### Tâches à réaliser
(a) Selon l'entretien sur The Yolks, avec quel membre le groupe a-t-il commencé à jouer en août 2008 ?
(b) Citez le passage de l'entretien sur The Yolks qui commence aux mots « La genèse de » et s'arrête après les mots « D’ouvrir les portes. ».

### Extrait de page
The Yolks


La genèse de « Stop Working »

Alex Chauss : C’était le mois d’août — ce fameux mois d’août 2008 pendant lequel on a commencé à jouer avec notre batteur Gabriel.

François de Miomandre : Une période de remise en question. On franchissait une nouvelle étape.

Arnaud de Miomandre : On s’est séparé des deux autres membres. On avait plein de morceaux un peu folk, avec deux guitares — un peu old school, moins actuels, moins originaux. Donc on a eu envie de mettre certains morceaux dans une boîte, de ne plus trop les jouer, et d’en créer plein de nouveaux. Du coup, les morceaux qu’on a créés à cette époque-là étaient très différents : beaucoup plus rapides, beaucoup plus scandés… Vraiment très différents de ce qu’on faisait avant !

Par une volonté…

Arnaud : Par une volonté de faire des choses plus actuelles, de se renouveler. D’ouvrir les portes.

François : C’était un peu comme si on reprenait le pouvoir sur le groupe. Même si on était tous les trois à l’origine du truc, je pense qu’à un moment donné, on a rêvé d’être cinq personnes, dans un vrai groupe…

… démocratique ?

### Données fournies
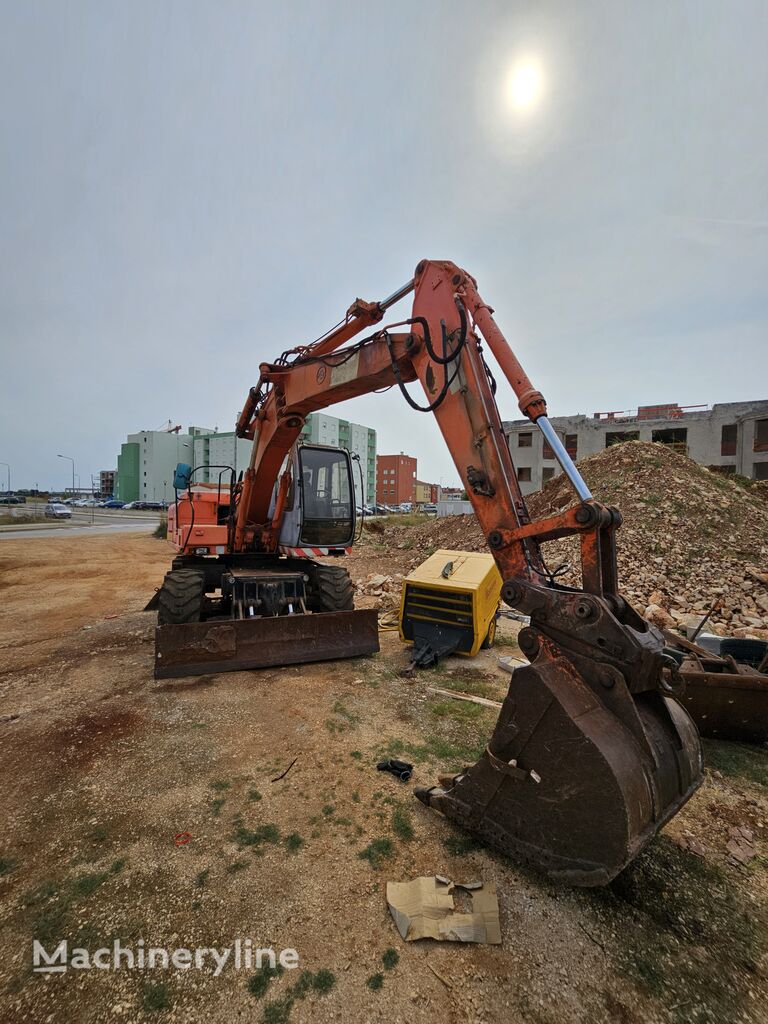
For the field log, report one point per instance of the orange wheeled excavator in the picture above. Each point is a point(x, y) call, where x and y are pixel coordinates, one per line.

### Réponses par tâche
(a) Avec leur batteur, Gabriel.

(b)
La genèse de « Stop Working »

Alex Chauss : C’était le mois d’août — ce fameux mois d’août 2008 pendant lequel on a commencé à jouer avec notre batteur Gabriel.

François de Miomandre : Une période de remise en question. On franchissait une nouvelle étape.

Arnaud de Miomandre : On s’est séparé des deux autres membres. On avait plein de morceaux un peu folk, avec deux guitares — un peu old school, moins actuels, moins originaux. Donc on a eu envie de mettre certains morceaux dans une boîte, de ne plus trop les jouer, et d’en créer plein de nouveaux. Du coup, les morceaux qu’on a créés à cette époque-là étaient très différents : beaucoup plus rapides, beaucoup plus scandés… Vraiment très différents de ce qu’on faisait avant !

Par une volonté…

Arnaud : Par une volonté de faire des choses plus actuelles, de se renouveler. D’ouvrir les portes.